- Set exercise 1 -
Pull out the passage on Hemingway and Camus and reproduce the whole of it word for word.

- Text segment -
Hemingway’s commitment to his writing was total but his involvement in sociopolitical causes, compared to Camus’s, was minor.[17] Indeed, Hemingway’s service on the Italian front during World War I seems to have contributed to a certain distancing: “If you serve time for society, democracy, and the other things quite young, and declining any further enlistment make yourself responsible only to yourself, you exchange the pleasant, comforting stench of comrades for something you can never feel in any other way than by yourself. That something I cannot yet define completely but the feeling comes when you write well and truly of something and know impersonally you have written it that way” (GHA 148). Hemingway survived his wounds on the Italian front, but instead of nudging him toward social commitment, the way Camus’s early brush with tuberculosis had, Hemingway’s experience with death reinforced his commitment to himself and to writing. Whereas, in my judgment, Hemingway is the better fiction writer, Camus is a much more interesting thinker. The point in all this is that the confrontation with death leads Hemingway to commit himself to writing, and for Camus, to commit himself to writing and to the sociopolitical arena.

- Set exercise 2 -
Collect every line of the rows below that contains the string "pier", paying attention to case.

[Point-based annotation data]
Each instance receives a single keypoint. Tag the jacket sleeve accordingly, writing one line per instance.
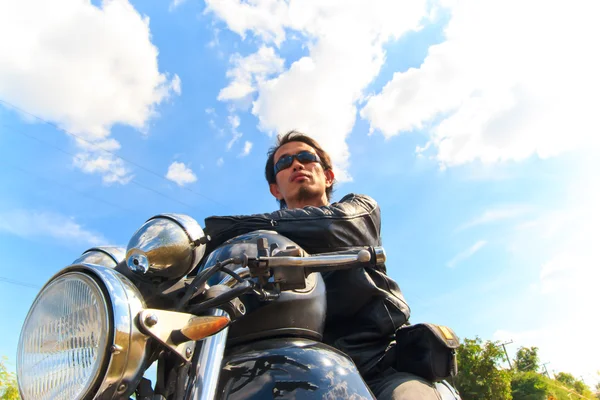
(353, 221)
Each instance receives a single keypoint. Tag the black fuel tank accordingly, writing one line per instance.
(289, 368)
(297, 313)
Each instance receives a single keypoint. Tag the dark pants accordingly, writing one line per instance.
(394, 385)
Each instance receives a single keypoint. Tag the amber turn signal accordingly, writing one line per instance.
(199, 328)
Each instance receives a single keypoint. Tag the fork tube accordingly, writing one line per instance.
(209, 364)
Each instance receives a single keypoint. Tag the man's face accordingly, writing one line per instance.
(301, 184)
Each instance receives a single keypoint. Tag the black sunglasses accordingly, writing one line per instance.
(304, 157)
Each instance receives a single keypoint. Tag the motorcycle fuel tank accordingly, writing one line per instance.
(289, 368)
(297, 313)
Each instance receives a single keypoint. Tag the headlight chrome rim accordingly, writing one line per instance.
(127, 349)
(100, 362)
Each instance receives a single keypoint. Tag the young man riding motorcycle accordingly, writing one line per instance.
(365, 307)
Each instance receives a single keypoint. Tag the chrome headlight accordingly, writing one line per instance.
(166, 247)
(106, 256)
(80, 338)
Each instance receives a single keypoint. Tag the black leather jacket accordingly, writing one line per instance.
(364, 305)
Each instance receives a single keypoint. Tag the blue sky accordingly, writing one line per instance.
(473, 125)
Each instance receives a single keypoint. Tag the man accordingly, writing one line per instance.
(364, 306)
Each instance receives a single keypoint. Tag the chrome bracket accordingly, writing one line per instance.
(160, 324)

...

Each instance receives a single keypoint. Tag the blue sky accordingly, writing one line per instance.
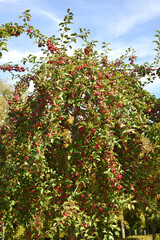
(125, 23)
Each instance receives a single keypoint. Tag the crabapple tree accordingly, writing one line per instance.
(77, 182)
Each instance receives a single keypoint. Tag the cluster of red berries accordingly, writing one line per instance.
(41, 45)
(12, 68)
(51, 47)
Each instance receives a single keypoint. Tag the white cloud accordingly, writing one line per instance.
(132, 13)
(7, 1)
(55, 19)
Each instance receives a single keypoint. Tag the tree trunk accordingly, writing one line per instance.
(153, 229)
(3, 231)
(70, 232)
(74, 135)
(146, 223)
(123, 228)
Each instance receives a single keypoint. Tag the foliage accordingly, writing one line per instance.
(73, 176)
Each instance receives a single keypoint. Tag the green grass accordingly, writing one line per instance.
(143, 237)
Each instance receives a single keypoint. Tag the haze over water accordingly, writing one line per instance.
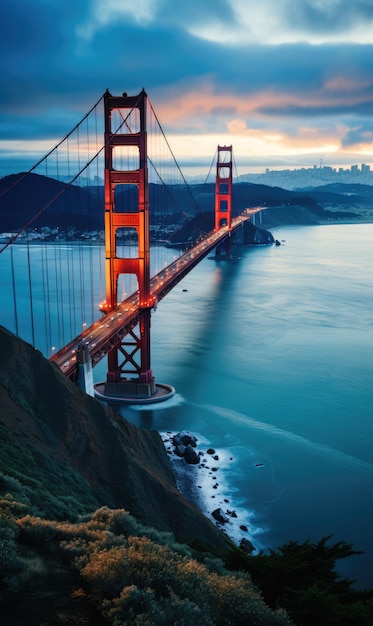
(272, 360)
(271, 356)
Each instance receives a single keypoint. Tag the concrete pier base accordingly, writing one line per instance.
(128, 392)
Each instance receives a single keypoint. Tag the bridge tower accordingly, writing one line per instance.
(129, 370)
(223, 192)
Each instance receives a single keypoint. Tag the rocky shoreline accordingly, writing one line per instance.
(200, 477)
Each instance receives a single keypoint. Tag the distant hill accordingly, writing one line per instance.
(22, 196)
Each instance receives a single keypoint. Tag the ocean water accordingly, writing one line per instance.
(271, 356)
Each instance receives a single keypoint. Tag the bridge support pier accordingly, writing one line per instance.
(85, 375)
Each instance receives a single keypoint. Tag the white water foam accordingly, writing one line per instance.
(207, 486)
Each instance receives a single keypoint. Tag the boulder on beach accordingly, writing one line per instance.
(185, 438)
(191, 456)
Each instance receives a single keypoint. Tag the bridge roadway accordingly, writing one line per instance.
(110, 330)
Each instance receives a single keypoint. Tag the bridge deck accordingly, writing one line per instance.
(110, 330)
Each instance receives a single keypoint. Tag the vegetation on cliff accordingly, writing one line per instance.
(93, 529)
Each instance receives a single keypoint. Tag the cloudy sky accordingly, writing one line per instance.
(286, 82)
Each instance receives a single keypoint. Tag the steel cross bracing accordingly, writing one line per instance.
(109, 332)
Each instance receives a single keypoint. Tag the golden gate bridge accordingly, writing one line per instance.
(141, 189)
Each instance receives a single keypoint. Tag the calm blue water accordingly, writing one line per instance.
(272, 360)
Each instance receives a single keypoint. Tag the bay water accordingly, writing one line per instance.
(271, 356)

- Exercise result 1 -
Hemingway’s commitment to his writing was total but his involvement in sociopolitical causes, compared to Camus’s, was minor.[17] Indeed, Hemingway’s service on the Italian front during World War I seems to have contributed to a certain distancing: “If you serve time for society, democracy, and the other things quite young, and declining any further enlistment make yourself responsible only to yourself, you exchange the pleasant, comforting stench of comrades for something you can never feel in any other way than by yourself. That something I cannot yet define completely but the feeling comes when you write well and truly of something and know impersonally you have written it that way” (GHA 148). Hemingway survived his wounds on the Italian front, but instead of nudging him toward social commitment, the way Camus’s early brush with tuberculosis had, Hemingway’s experience with death reinforced his commitment to himself and to writing. Whereas, in my judgment, Hemingway is the better fiction writer, Camus is a much more interesting thinker. The point in all this is that the confrontation with death leads Hemingway to commit himself to writing, and for Camus, to commit himself to writing and to the sociopolitical arena.

- Exercise result 2 -
Each instance receives a single keypoint. Tag the concrete pier base accordingly, writing one line per instance.
Each instance receives a single keypoint. Tag the bridge support pier accordingly, writing one line per instance.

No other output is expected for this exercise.